Text segment —
'''
It’s called Screech for a reason
While food was fished and foraged and sometimes farmed, the source of drink was mostly foreign, at least at the outset. Newfoundland’s famous beverage, Screech, began about 250 years ago with kegs of harsh, no-name rum from Jamaica, traded by sailors from the West Indies for salted cod. Eventually, the government of Newfoundland decided to bottle it.
During the war, locals would tease American sailors stationed alongside Canadians at Gander and Goose Bay, by offering them slugs of their rum. The legend goes that one hapless sailor gulped a straight shot of the harsh alcohol, and let out a screech. Thus, courtesy of an American, Newfoundland’s rum was named.
One of the province’s most unforgettable ceremonies is the Screech-in. It’s an opportunity for a Come From Away (CFA) to officially become a ‘Temporary Newfoundlander’. They’ll tell you it’s an age old tradition, but it’s really only about 50 years old, and not surprisingly, seems to have evolved in pubs in St. John’s. However it started, it’s a ritual worthy of the most outlandish secret society, and lots of fun.
The Screech-in requires lively music, a dead (often frozen) whole cod, and, of course, a slug of Screech. To my mind, this last is worse than the cod, though some people actually like the taste of the fiery, rough alcohol.
'''
Directions for this task — Carry on with the text about Newfoundland's Screech rum, beginning after its last sentence. Nothing in the entries is needed for this work.

Natural-language object grounding data —
'''
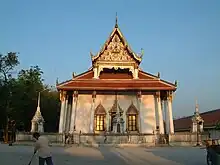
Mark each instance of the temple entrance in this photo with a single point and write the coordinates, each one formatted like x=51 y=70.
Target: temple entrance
x=118 y=128
x=113 y=114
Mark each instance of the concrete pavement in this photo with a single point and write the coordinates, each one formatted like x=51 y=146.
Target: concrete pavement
x=20 y=155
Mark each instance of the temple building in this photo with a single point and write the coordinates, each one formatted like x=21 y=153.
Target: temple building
x=115 y=95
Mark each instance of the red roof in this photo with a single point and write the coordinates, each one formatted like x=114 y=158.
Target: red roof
x=117 y=81
x=210 y=119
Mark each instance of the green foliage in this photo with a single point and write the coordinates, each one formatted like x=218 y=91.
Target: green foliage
x=217 y=126
x=18 y=96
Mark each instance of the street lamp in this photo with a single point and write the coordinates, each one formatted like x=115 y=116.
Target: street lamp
x=199 y=123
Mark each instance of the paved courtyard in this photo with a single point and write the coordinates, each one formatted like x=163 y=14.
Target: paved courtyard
x=20 y=155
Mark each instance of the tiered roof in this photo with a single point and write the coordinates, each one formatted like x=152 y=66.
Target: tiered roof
x=116 y=51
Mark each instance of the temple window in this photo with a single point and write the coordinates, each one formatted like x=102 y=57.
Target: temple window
x=132 y=118
x=132 y=122
x=113 y=112
x=100 y=115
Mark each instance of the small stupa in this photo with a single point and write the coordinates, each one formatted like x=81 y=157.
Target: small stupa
x=37 y=123
x=197 y=121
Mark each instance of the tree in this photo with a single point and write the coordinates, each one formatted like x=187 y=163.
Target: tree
x=18 y=95
x=24 y=96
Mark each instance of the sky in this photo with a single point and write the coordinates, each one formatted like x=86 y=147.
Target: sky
x=181 y=40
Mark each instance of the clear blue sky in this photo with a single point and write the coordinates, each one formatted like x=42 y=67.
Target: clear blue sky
x=181 y=39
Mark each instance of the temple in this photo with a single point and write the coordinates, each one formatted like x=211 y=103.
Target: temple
x=115 y=95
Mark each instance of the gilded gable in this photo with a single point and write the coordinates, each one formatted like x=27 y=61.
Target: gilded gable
x=100 y=109
x=116 y=51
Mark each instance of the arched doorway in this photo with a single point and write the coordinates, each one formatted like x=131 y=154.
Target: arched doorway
x=113 y=112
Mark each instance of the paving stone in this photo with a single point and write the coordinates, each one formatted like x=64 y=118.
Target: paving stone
x=106 y=155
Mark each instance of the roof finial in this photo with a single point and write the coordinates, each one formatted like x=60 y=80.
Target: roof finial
x=197 y=106
x=116 y=21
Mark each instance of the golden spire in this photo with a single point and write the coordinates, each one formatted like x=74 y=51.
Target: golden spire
x=116 y=21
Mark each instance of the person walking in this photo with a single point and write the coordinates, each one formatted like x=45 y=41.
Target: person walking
x=42 y=147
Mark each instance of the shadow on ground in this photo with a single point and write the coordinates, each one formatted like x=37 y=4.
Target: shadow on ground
x=182 y=155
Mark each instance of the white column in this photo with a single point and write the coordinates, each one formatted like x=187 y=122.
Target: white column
x=125 y=120
x=140 y=113
x=62 y=99
x=91 y=126
x=65 y=114
x=167 y=120
x=68 y=118
x=170 y=114
x=160 y=115
x=136 y=73
x=72 y=122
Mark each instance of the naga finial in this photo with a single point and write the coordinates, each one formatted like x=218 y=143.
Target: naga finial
x=57 y=81
x=158 y=74
x=73 y=74
x=116 y=21
x=91 y=55
x=176 y=83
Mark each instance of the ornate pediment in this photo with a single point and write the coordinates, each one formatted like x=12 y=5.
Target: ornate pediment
x=100 y=110
x=116 y=51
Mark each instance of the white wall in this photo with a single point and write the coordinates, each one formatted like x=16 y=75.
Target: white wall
x=84 y=104
x=148 y=114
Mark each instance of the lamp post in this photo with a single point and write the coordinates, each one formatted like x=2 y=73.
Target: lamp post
x=199 y=123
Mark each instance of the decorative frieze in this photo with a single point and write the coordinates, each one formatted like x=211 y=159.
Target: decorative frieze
x=94 y=94
x=62 y=95
x=139 y=94
x=75 y=94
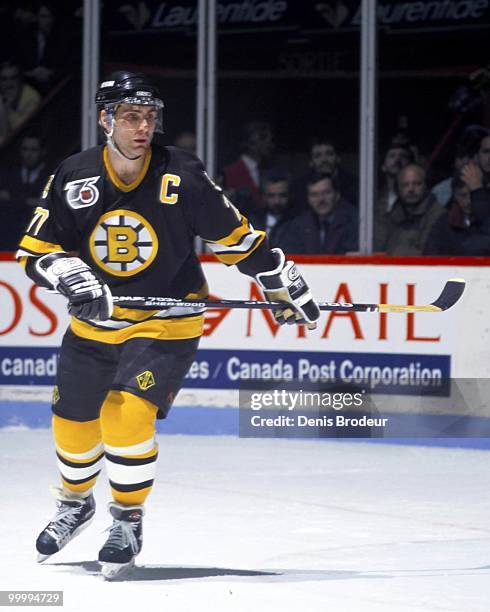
'''
Result for this task —
My own Screech-in is aboard a boat in Bonne Bay, situated in the heart of Gros Morne National Park. The boat tour features live traditional music, and Wayne Parsons, an extraordinary storyteller wearing yellow fishing gear and an old Sou’wester.
“Is ye a Screecher?” demands Parsons. I solemnly reply, “Deed I is, me old cock, and long may your big jib draw!” Translation: Indeed, I am, my old friend, and may the wind always fill your sails!”
Kissing the Cod
The next step is to kiss the cod, and drink a shot of Screech. The final step is to analyse which of the last two was most unpleasant!
The Screech-in is a must when you visit Newfoundland. Even the late Anthony Bourdain was screeched in at Christian’s Pub in St. John’s when he visited the province in 2017 for an episode of his CNN travel series, ‘Parts Unknown.’
By the way, don’t say you’re an honorary Newfie. The majority of Newfoundlanders accept the term Newfie with good grace, and some younger residents even proudly declare themselves Newfies. But its history as a pejorative term – all those Newfie jokes – has left many locals with a dislike of the moniker.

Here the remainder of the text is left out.